▶ **Extracted data**:
****************
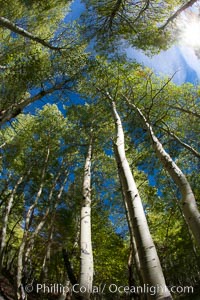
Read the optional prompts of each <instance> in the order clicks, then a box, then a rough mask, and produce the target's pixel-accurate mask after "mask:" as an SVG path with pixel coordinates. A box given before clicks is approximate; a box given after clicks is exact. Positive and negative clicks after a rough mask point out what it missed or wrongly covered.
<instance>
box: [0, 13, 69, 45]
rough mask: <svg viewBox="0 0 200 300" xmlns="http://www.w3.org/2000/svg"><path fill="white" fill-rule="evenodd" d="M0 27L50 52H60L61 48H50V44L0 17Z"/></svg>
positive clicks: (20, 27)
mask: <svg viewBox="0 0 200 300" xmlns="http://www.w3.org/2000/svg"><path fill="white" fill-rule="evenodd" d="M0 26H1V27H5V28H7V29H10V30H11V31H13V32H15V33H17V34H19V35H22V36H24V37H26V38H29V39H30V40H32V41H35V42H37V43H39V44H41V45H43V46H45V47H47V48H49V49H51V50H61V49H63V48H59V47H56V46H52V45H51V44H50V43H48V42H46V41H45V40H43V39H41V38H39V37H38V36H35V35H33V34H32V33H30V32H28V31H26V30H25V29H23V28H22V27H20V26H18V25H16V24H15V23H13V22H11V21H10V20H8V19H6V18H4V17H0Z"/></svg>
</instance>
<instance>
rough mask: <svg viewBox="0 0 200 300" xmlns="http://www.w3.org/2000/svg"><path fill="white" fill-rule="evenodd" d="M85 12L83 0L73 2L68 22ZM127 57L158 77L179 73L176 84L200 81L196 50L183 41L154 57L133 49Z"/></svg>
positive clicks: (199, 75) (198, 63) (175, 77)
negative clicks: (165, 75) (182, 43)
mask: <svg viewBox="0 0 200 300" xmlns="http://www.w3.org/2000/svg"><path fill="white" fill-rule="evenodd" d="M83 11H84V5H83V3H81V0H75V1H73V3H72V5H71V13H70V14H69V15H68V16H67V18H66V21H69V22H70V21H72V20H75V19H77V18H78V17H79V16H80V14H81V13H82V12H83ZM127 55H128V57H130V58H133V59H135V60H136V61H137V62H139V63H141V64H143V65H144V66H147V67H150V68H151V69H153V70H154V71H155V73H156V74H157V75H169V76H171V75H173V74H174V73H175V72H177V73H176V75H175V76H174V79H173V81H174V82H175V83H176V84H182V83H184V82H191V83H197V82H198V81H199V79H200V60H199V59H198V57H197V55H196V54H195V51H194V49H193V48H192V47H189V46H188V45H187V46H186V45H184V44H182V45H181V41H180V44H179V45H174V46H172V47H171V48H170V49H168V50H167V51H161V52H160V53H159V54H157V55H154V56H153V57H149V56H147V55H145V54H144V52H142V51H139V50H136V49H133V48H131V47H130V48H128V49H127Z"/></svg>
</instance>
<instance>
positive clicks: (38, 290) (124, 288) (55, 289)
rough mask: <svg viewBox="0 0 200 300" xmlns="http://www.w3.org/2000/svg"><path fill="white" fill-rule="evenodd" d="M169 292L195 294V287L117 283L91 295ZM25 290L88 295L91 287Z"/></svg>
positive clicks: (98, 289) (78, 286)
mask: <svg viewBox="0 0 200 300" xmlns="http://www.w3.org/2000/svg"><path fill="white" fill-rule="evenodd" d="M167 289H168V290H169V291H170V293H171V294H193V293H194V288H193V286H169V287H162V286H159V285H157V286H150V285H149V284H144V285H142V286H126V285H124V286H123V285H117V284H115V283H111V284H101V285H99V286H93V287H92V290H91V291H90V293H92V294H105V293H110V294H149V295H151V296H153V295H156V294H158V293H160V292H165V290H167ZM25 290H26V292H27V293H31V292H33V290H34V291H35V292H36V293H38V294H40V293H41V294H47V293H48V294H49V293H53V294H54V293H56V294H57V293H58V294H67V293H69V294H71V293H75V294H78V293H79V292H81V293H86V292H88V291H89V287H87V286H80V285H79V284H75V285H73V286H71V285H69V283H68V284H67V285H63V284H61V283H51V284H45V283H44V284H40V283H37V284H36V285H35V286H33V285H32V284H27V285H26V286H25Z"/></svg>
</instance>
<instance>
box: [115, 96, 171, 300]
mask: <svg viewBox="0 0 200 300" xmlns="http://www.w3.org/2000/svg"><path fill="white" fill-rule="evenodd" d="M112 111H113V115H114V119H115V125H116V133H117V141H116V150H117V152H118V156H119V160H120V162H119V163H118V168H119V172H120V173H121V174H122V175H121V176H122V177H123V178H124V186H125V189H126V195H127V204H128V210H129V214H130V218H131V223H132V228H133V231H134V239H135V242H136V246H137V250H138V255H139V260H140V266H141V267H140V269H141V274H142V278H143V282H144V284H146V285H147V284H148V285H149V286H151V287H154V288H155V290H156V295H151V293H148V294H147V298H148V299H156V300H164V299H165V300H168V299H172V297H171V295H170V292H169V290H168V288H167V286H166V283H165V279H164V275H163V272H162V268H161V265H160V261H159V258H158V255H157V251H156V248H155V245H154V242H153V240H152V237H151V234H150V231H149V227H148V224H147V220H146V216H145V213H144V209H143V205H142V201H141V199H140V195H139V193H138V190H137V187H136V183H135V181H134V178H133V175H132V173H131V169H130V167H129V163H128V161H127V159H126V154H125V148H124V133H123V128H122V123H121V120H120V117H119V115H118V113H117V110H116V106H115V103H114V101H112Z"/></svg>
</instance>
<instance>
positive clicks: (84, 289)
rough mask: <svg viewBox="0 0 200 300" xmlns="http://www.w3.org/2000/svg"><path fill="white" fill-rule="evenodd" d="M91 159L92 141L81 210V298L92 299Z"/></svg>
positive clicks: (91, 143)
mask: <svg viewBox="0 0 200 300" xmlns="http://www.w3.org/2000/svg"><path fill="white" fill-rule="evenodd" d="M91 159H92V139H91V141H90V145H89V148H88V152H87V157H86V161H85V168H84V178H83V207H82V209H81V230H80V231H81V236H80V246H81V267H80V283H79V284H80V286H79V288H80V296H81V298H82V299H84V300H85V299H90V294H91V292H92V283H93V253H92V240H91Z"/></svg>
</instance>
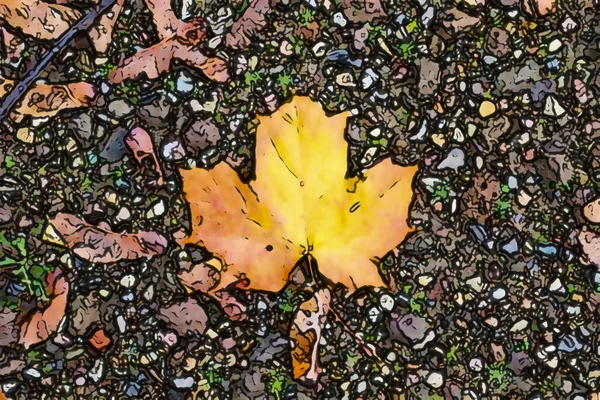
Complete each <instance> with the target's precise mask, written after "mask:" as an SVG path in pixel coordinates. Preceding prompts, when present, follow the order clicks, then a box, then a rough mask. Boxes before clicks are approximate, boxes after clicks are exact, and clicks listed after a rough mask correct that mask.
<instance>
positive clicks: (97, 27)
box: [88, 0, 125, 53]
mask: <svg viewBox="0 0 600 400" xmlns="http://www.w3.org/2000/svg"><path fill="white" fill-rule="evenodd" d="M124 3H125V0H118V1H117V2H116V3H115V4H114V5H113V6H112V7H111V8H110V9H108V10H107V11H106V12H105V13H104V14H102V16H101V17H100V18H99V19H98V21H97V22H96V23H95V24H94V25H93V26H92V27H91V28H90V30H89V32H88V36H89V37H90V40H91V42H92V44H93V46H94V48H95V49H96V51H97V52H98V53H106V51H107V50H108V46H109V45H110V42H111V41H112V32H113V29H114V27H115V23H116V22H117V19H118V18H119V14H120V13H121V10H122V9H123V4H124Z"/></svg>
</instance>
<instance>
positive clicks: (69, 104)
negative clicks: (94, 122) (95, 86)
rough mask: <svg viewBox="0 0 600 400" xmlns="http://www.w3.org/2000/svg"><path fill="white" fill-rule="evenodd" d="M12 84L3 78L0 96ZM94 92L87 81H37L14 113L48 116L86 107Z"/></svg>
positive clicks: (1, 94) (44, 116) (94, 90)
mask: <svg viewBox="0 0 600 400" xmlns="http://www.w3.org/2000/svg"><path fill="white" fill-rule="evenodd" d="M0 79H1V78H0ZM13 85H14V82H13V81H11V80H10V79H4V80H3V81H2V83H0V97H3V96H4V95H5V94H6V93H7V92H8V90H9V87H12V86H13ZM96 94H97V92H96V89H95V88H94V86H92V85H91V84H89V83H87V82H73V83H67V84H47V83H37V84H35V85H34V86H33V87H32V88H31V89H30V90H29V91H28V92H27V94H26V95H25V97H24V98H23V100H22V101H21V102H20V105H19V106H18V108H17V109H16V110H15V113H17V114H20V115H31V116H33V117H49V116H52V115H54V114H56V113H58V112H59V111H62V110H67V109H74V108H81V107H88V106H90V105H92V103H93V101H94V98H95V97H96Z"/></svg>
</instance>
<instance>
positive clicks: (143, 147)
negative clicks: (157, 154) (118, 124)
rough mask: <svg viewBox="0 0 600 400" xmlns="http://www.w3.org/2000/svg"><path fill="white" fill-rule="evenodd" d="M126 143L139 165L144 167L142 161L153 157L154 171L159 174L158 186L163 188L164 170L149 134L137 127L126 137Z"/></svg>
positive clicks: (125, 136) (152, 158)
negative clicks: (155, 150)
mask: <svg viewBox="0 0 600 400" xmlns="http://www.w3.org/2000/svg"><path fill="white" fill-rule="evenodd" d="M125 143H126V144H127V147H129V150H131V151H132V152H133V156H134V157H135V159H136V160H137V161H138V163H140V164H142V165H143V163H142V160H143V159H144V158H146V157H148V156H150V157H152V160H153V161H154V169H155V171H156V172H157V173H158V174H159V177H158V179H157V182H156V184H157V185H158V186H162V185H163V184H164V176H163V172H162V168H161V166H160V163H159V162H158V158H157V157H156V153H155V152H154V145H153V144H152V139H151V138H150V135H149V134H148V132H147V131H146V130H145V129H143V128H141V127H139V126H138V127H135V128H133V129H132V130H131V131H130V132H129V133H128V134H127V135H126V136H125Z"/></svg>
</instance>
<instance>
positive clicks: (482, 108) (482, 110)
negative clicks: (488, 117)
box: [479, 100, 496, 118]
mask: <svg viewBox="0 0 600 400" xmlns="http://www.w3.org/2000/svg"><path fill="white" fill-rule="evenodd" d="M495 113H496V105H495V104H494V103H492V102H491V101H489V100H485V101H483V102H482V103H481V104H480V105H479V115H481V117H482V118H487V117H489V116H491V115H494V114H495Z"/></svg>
****************
▶ **To do**: Whenever a line of the data contains "exact", it counts; state how many such lines there are, with nothing added.

▶ **Written response**: 2